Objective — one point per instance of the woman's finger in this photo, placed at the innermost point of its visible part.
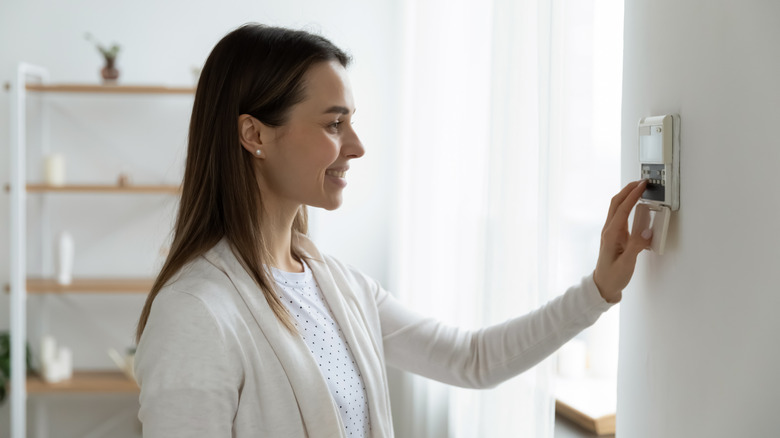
(618, 199)
(624, 209)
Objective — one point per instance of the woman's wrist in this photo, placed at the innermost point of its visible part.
(612, 297)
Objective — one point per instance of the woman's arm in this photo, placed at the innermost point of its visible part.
(484, 358)
(188, 386)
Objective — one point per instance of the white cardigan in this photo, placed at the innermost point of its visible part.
(214, 361)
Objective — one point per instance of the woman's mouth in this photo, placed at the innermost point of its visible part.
(336, 173)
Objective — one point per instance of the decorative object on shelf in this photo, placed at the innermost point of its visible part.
(109, 72)
(65, 254)
(124, 363)
(5, 362)
(123, 180)
(56, 362)
(54, 170)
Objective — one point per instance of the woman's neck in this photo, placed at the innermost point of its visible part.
(276, 227)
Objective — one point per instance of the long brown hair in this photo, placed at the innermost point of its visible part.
(256, 70)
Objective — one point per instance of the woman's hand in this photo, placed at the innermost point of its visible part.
(619, 249)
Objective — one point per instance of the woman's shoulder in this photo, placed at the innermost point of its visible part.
(198, 286)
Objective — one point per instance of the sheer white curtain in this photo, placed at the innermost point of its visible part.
(509, 156)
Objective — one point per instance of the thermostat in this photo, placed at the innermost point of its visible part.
(659, 164)
(659, 159)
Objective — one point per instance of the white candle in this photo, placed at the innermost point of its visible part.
(48, 351)
(55, 170)
(65, 254)
(65, 359)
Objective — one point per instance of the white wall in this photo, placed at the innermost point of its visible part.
(160, 42)
(699, 325)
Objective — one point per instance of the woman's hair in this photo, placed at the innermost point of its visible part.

■ What you should do ■
Once the pictures are set aside, please output all the data word for word.

■ Exercise solution ■
Objective — one point per instance of the woman's finger in this photo, placed at the innermost point of its visible part.
(618, 199)
(624, 209)
Objective — one point per instance of the woman's wrist in this photo, placed at the innermost point of its visible part.
(612, 297)
Objective — one point per instance of the woman's arm in this photo, placed at the innermost point of its visible part.
(484, 358)
(188, 386)
Objective — one point per instance of the white cardigan in this photo, placed at the innermost point of its visible part.
(214, 361)
Objective — one point per instance of the woman's mouth in this photo, placed at the innermost point of its visible part.
(336, 173)
Objective — one point per instance of the decorative object on shelf in this photo, placed at the innermost point of its visible part.
(109, 72)
(65, 254)
(124, 363)
(5, 362)
(123, 180)
(56, 362)
(54, 170)
Objective — one point per instance of the woman's neck in this photo, placed at the innermost point of its visible part.
(276, 227)
Objective — one point per instance of the long brown hair in this photo, placed at the innermost point of its visible part.
(256, 70)
Objective — one point per instance of the woman's hand in this photo, placed at the innermost point of its visible part.
(619, 249)
Objective — one point per instance of the woman's shoulder in this photo, placed at the innermost point of its visible part.
(198, 286)
Objective — one point per instance of the sheer white curtain in this photo, placed at the innermost point of its visible part.
(509, 156)
Objective — one point per instance of the thermostat in this photo, placed at the innermost point of its visible part.
(659, 164)
(659, 159)
Objective — one point per instance of the white candle in this photo, placed at the innermost point of its visible part.
(48, 351)
(55, 170)
(65, 254)
(65, 359)
Objective — one point per instance of the white wall in this photo, placed at the innermost point of its visible part.
(160, 42)
(699, 325)
Objective — one point per instance of the woman's hair in this photo, placed at the innermost point of its visible part.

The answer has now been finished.